DESCRIPTION OF THE TASK: Print all of the data below verbatim, leaving out the pictures.

EXTRACTED INFORMATION:
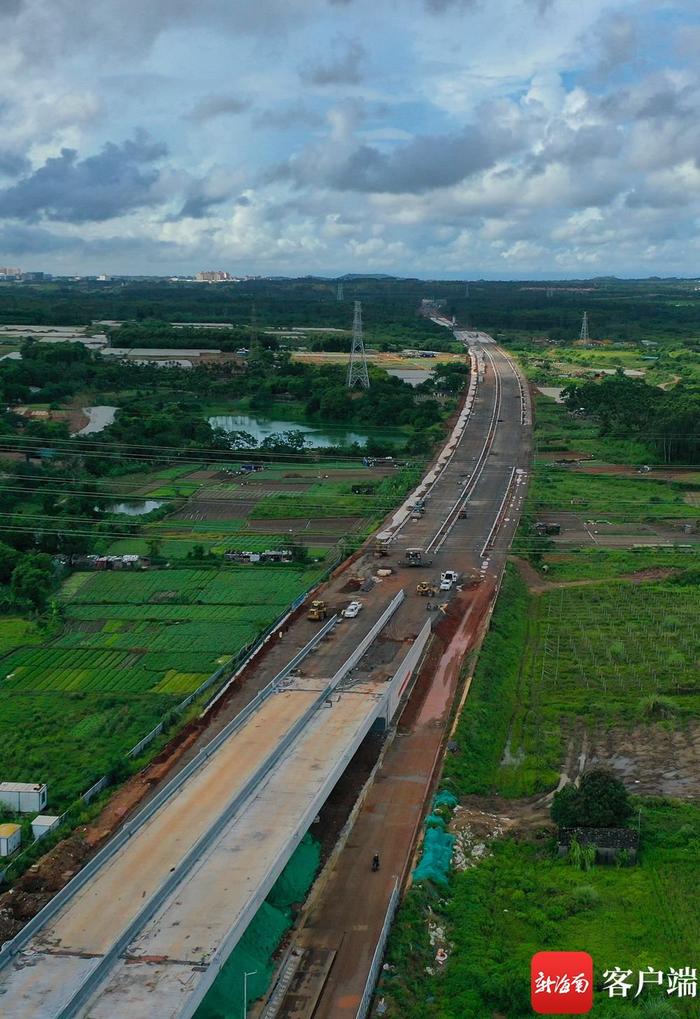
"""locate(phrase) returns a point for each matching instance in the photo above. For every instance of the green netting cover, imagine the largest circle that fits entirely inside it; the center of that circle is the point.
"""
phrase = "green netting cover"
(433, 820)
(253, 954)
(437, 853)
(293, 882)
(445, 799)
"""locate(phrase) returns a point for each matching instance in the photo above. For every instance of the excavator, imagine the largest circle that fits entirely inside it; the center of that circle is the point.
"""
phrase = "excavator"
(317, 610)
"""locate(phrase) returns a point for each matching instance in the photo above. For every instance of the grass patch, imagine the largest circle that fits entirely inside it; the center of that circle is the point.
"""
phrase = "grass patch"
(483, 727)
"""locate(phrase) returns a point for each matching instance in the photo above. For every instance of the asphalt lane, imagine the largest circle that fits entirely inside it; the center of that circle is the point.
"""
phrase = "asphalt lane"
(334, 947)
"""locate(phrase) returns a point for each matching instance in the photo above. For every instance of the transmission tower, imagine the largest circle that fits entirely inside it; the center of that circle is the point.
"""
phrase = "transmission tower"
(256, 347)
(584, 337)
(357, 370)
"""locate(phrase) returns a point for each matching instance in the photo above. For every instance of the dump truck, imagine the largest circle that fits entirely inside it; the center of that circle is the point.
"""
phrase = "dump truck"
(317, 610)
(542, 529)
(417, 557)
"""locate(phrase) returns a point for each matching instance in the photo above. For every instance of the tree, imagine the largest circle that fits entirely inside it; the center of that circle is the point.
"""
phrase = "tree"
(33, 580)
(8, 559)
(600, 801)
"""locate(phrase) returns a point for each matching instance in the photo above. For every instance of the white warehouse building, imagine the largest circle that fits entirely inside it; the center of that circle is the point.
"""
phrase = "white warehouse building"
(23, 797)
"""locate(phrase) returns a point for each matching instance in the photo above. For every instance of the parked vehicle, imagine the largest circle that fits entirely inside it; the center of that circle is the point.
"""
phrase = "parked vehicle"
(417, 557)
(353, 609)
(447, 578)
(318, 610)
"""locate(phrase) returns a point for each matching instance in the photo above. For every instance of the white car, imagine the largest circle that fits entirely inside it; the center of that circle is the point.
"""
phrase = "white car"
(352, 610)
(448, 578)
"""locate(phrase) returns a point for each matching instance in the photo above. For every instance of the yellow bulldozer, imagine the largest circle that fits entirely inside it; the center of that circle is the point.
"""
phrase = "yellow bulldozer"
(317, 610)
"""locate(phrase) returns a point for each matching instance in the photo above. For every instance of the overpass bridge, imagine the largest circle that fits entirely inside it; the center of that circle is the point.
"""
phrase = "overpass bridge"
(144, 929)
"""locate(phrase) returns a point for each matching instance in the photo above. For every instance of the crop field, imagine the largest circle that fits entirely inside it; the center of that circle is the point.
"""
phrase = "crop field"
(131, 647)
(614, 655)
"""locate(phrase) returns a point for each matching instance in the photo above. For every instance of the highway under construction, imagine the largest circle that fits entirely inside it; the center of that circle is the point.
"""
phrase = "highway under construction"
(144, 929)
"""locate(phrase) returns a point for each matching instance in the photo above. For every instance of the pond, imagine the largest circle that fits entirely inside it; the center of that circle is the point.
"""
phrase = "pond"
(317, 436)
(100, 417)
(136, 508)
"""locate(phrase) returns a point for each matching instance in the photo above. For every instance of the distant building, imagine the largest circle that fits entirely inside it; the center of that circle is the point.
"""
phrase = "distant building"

RESULT:
"""locate(phrase) returns a point for each matching instance in the photo above. For every instance of the green netting cover, imagine the largest circle that fits entirely inside it; the center of that circle is the point.
"""
phrase = "green netting cover"
(433, 820)
(253, 954)
(437, 853)
(293, 882)
(445, 799)
"""locate(phrase) returns a point for each matching instance in the photo above. For every instance of the excavator, imagine the largest circle that fits entirely inside it; the center of that circle is the point.
"""
phrase = "excavator"
(317, 610)
"""locate(phrase) returns a point for each matching instance in the photo above. For every instance of the grass patch, imagine the largest circle that fits entirely inside it; the center of that circle is the point.
"""
phrase = "grass patch"
(483, 727)
"""locate(phrase) returns a point for each matching instance in the photo above. For every instance of the asphalt lane, imagine the largest circle that fits entirely inside it; the center of that circle is the point.
"""
phrase = "asphalt lane"
(334, 947)
"""locate(phrase) returns a point for each matching instance in the photo above. For every instance of the transmission tower, imagine the largest circle that fits entirely inside it; the center of that circle is the point.
"""
phrase = "transmission tower"
(256, 347)
(584, 337)
(357, 370)
"""locate(phrase) returns a point for each matching instance in the photo above. For every instance of the dump truck, imagine the largest circle that fits entirely inside it; the center of that circle is the point.
"""
phrase = "dump truck"
(317, 610)
(542, 529)
(417, 557)
"""locate(phrase) returns a point for each matching instance in the photo above. For every instance of the tree, imagine the largest circle that fits entirely inside it; the center of that circle is the point.
"""
phrase = "tree"
(33, 580)
(8, 559)
(600, 801)
"""locate(phrase) returns a point for each matching instance in the photo above. For every instance of the white warehouse building, imagine the largest circle that fits entirely inside it; the center of that circle is the point.
"""
phrase = "white warehouse building"
(23, 797)
"""locate(phrase) returns a point for each matching instance in the photo above. For every instance of the parked vehicle, imagine the largest circle that fits entirely inside it; the center of that circle is the point.
"""
phrase = "parked vehicle"
(417, 557)
(353, 609)
(447, 578)
(318, 610)
"""locate(phrase) returns a point for each matching instance in the photo above. For every instance of the white car, imagine the largest circle that fits entirely inside it; the center of that circle is the point.
"""
phrase = "white car"
(352, 610)
(448, 578)
"""locate(phrase) returns a point for each matching instance in the photo above. For every instance of the yellow bulldozer, imagine the largest circle that fits entirely inside it; the center of that circle is the point.
"""
phrase = "yellow bulldozer"
(317, 610)
"""locate(phrase) returns a point for each matching instance in the photo above. For every instance of the overpass bridge, imagine the largest circle that fits entirely inside it; the center of that circle is the point.
"""
phrase = "overpass bridge"
(144, 929)
"""locate(phrase) returns a point for each matching instance in the photo above. For every instance of the crop field, imagine the largest circle that fits entirely inside it; the center of that circle is the point.
"""
phrase = "crop field"
(131, 647)
(614, 655)
"""locate(phrase) returns a point for each matching instance in the photo above. For every instance of the highway under construction, imagine the largest circle that fits entirely inside it; the center of that circle is the point.
"""
phrase = "highway under construction"
(144, 929)
"""locate(phrase) returns a point for each matching instance in the photo above. For every instance of the pond, imagine the largest circle that fits entirely inside it; the center of that circle is the point.
"""
phrase = "pond"
(317, 436)
(100, 417)
(136, 508)
"""locate(phrase) returns a point for each matching instance in the photo above. For every instance of the distant building, imagine the largest circle that fits entirely inside it; the center of that circle is the point.
"""
phrase = "distant building"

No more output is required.